EXERCISE INSTRUCTIONS:
Write the next part of the court passage on the scrivener's error in the Indenture's exchange rate, starting right after its last sentence.

SUPPLIED PASSAGE:

..............................

II. Scrivener's Error
All parties agree that the exchange rate in the Indenture
resulted from a scrivener's error and should be the converse of
that printed. Where it is shown by clear and convincing evidence
that both "parties to a bilateral transaction share the same
erroneous belief and their acts do not in fact accomplish their
mutual intent," the court should reform the contract to conform
with the parties' intent. See Healy v. Rich Prods. Corp,
98 F.2d 68, 73 (2d Cir. 1992); Banque Arabe Et Internationale
D'Investissement v. Maryland Nat'l Bank, 850 F. Supp. 1199, 1225
(S.D.N.Y. 1994) ("A court may reform or rescind an agreement,
where it finds . . . mutual mistake.") (quotation omitted); Nash
v. Kornblum, 12 N.Y.2d 42, 46, 186 N.E.2d 551, 553
(1962).*fn4 Parol evidence is admissible to correct a mutual
mistake. Investors Ins. Co. of Am. v. Dorinco Reinsurance Co.,
917 F.2d 100, 105 (2d Cir. 1990). Also, when enforcing the
contract, reformation is retroactive to the creation of the
contract as it reflects the parties' intentions when entering
into the contract. See Aramony v. United Way of Am.,
28 F. Supp. 2d 147, 168 (S.D.N.Y. 1998) (noting that, in the case of a
scrivener-like error, "courts typically enforce the parties'
agreement or understanding . . . `if the actual intention of the
parties can be and is determined'") (quoting 1, 3 Arthur Linton
Corbin, Corbin on Contracts §§ 95, 608 (1960)), rev'd in part on other grounds, Aramony v. United Way Replacement
Benefit Plan, 191 F.3d 140 (2d Cir. 1999). It is clear from the
parties' admissions that the scrivener's error is a mutual
mistake acknowledged by all involved in the Indenture. Thus, the
contract is reformed according to the parties' intentions and the
exchange rate is reversed to read "US$0.514 = A$1.00."

..............................

PROVIDED DATA:

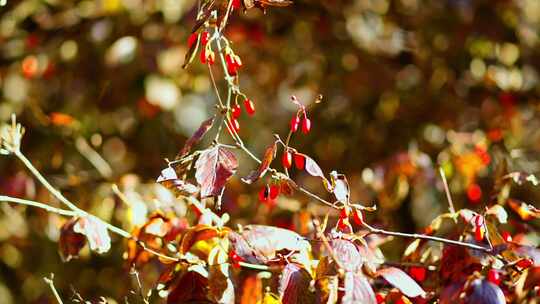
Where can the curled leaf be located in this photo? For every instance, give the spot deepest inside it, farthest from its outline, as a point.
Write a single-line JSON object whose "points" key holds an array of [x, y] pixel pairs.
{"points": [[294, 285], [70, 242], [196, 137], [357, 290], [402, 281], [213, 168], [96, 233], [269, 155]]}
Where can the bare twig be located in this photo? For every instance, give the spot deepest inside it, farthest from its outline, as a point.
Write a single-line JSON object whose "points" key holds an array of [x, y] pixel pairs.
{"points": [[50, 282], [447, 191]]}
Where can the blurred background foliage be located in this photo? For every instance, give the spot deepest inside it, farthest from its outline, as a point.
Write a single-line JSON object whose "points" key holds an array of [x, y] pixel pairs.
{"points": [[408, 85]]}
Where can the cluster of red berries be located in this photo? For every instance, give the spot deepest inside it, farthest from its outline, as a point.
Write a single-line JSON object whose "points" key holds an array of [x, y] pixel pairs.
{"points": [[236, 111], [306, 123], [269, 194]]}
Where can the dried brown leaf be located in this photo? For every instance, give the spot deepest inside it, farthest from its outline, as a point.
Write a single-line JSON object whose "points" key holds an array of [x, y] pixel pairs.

..............................

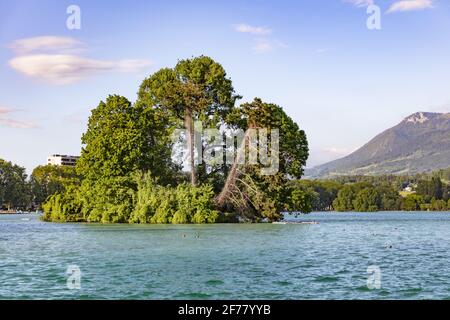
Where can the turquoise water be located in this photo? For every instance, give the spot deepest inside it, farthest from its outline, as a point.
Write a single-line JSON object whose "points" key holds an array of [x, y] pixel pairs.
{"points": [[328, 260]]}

..............................

EXERCISE ANSWER:
Aristocrat's right to redeem the bonds materialized on November
22, 2004. Of course, this does not end the Court's analysis as it
must consider the consequences of this reformation.
III. Effect of Aristocrat's December 20, 2004 Communication
"Under New York law `the initial interpretation of a contract
is a matter of law for the court to decide.'" Fleet Capital
Corp. v. Yamaha Motor Corp., No. 01 Civ. 1047, 2002 U.S. Dist.
LEXIS 18115, at *62-63 (S.D.N.Y. Sept. 25, 2002) (quoting
Alexander & Alexander Servs., Inc. v. These Certain Underwriters
at Lloyd's, 136 F.3d 82, 86 (2d Cir. 1998)). The Court
interprets bond indentures pursuant to contract law. See Met.
Life Ins. Co. v. RJR Nabisco, Inc., 906 F.2d 884, 889 (2d Cir.
1990) (applying New York contract law to review the District
Court's interpretation of an indenture). So long as there is no
reasonable basis for differing meanings of contractual language
when viewing the contract as a whole, the contract is
unambiguous. See Fleet Capital, 2002 U.S. Dist. LEXIS 18115,
at *63. Where unambiguous, courts are to interpret contractual
language pursuant to its plain meaning, especially when dealing
with "sophisticated, counseled business people negotiating at
arm's length." See Vt. Teddy Bear Co. v. 538 Madison Realty
Co., 1 N.Y.3d 470, 475, 807 N.E.2d 876, 879 (2004); see also
Alexander & Alexander, 136 F.3d at 86 ("If the court finds that
the contract is not ambiguous it should assign the plain and
ordinary meaning to each term and interpret the contract without
the aid of extrinsic evidence."). "Language whose meaning is
otherwise plain is not ambiguous merely because the parties urge
different interpretations in the litigation. The court should not find the language ambiguous on the basis of the
interpretation urged by one party, where that interpretation
would strain the contract language beyond its reasonable and
ordinary meaning." Met. Life Ins., 906 F.2d at 889 (quotation
and citation omitted).
The Indenture terminates the Bondholders' conversion rights
simultaneously with "any call by the Issuer for the redemption of
the Bonds." (Compl. Ex. A § 13.01.) Aristocrat claims it "called"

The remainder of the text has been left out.